-- start of Excerpt --

Department of History and Philosophy of Science

University of Pittsburgh

For submission: Tuesday April 17; Wednesday April 18

1. How could there be any doubt about the atomic theory of matter as recently as 1905?

2. How did Einstein's work on Brownian motion make the atomic hypothesis credible?

3. In 1905, Einstein proposed that light sometimes behaved as though it consisted of spatially localized quanta (i.e. lumps) of energy. This is his "light quantum hypothesis." Nowadays everyone knows Einstein was right and light consists of what we now call photons, the more modern term for Einstein's light quanta.

What was so shocking about Einstein's proposal when he made it in 1905?

4. Einstein's basic argument depended on an analogy with ideal gases that went as follows.

(a) If we have a single gas molecule bouncing about in a chamber, what is the probability that at any one moment it will be found in the left half of the chamber?

(b) If we have 100 gas molecules bouncing around in the chamber and if we assume that they don't interfere with each others' motions at all, what is the probability that they are all to be found at some moment in the left half of the chamber?

(c) Einstein investigated the thermodynamic properties of an amount of
high frequency heat radiation of some definite *Energy* and
*frequency*. From it, he was able to figure out that the probability
that it would spontaneously compress to half its volume. That probability
proved to be (1/2)^{Energy/(h x frequency)}, where h is a universal
constant, now known as "Planck's constant."

How does comparison of this probability with the result of (b) enable
Einstein to arrive at the light quantum hypothesis.

For discussion in the recitation

A. It is not so easy to prove that there are atoms. What experiment would you devise to prove the reality of atoms?

-- end of Excerpt --

§ **Written problem**
Echo, word for word, everything in the Einstein assignment from "University of Pittsburgh" down to "atomic hypothesis credible?". The records that come next are drawn from another source.

-- start of Stored records --

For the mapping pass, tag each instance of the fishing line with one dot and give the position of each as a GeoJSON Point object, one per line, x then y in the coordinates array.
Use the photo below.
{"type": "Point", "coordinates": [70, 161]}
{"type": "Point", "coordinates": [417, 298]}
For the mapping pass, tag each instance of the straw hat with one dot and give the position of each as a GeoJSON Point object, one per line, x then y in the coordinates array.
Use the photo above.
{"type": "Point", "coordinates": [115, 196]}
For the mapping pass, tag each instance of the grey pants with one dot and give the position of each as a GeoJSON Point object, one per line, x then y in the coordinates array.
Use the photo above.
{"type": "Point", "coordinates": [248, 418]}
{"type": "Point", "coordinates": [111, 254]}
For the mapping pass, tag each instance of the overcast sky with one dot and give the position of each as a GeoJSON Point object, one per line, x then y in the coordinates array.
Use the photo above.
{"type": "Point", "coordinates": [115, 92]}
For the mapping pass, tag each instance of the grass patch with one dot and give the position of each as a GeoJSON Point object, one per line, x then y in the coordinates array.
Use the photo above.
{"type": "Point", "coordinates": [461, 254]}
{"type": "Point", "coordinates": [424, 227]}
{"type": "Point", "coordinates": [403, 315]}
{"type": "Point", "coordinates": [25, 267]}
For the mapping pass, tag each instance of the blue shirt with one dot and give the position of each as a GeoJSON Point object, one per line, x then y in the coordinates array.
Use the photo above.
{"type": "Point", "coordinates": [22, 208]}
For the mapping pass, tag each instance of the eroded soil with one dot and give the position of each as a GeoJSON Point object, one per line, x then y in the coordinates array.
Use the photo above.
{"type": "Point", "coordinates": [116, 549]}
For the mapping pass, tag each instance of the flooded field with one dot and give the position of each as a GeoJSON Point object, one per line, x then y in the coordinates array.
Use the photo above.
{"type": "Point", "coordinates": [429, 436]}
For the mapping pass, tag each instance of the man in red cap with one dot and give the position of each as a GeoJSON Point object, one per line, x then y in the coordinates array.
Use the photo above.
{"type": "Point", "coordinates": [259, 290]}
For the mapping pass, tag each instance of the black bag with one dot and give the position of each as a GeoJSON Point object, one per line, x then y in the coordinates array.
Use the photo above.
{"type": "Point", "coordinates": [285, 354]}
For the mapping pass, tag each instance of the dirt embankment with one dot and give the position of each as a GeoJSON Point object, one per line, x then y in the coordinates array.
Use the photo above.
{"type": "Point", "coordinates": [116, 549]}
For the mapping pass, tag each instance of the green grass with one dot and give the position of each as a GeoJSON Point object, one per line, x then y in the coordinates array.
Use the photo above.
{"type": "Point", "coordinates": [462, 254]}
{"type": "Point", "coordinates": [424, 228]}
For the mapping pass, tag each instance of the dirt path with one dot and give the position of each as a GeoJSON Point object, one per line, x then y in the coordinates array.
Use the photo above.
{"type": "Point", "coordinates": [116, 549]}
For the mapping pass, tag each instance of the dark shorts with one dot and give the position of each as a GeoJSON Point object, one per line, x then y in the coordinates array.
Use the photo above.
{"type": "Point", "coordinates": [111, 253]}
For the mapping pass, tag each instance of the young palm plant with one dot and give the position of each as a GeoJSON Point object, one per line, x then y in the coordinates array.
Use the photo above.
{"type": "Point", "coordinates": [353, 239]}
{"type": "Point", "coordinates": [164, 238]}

-- end of Stored records --

§ **Problem solution**
University of Pittsburgh

For submission: Tuesday April 17; Wednesday April 18

1. How could there be any doubt about the atomic theory of matter as recently as 1905?

2. How did Einstein's work on Brownian motion make the atomic hypothesis credible?